**Task:** Your answer must be an exact copy of the lines from the one holding "# label each instance of the person's arm" through the last line of the entries below, with nothing added.

Data excerpts
╔══

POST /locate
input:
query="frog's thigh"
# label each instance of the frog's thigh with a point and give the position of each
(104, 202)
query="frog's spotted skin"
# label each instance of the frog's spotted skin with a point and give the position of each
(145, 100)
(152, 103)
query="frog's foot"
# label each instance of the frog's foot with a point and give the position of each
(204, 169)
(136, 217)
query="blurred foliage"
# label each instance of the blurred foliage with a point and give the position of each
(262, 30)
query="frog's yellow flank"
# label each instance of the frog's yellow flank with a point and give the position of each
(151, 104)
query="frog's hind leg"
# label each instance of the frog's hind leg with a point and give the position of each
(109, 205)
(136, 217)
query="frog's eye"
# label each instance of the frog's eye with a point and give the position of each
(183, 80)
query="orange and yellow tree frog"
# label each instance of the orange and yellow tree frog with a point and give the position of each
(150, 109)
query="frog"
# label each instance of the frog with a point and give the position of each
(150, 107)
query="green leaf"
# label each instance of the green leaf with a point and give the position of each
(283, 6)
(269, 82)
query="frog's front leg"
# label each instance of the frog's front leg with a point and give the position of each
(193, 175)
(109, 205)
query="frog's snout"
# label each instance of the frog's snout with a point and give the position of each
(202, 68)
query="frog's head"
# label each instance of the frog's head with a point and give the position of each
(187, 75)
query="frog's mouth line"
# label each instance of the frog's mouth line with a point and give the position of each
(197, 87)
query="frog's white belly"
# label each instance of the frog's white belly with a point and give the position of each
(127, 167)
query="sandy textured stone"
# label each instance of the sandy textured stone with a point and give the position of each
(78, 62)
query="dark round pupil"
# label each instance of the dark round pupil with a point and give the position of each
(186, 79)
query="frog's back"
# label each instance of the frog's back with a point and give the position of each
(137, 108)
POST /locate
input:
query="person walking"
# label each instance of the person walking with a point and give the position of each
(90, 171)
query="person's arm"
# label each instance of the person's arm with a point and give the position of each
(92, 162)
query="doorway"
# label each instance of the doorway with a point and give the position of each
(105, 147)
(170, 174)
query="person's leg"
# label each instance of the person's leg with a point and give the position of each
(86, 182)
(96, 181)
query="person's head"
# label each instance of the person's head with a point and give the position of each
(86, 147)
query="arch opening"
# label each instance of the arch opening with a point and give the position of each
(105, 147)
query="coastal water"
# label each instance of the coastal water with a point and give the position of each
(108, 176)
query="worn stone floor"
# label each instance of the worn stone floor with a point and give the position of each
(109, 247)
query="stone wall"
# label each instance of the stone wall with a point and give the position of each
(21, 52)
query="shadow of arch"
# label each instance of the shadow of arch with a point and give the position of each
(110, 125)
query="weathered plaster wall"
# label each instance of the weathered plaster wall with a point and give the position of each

╚══

**Task result:**
# label each instance of the person's arm with a point and give the position of each
(92, 162)
query="doorway"
# label each instance of the doorway with a point and give the position of each
(105, 147)
(170, 174)
query="person's leg"
# label each instance of the person's leg with a point and give the position of each
(86, 182)
(96, 181)
query="person's head"
# label each instance of the person's head with a point and give the position of each
(86, 147)
query="arch opening"
# label each instance of the arch opening with a point and give the position of each
(105, 147)
query="coastal water"
# label each instance of the coastal water with a point and give the position of each
(108, 176)
query="worn stone floor"
# label each instance of the worn stone floor with a point and give the position of each
(109, 247)
query="stone wall"
# label each instance of the stone wall with a point and give the position of each
(21, 52)
query="shadow of arch"
# label each instance of the shadow of arch with a point and give the position of each
(110, 125)
query="weathered plaster wall"
# label each instance of the weathered plaster wall with a point and give the position of each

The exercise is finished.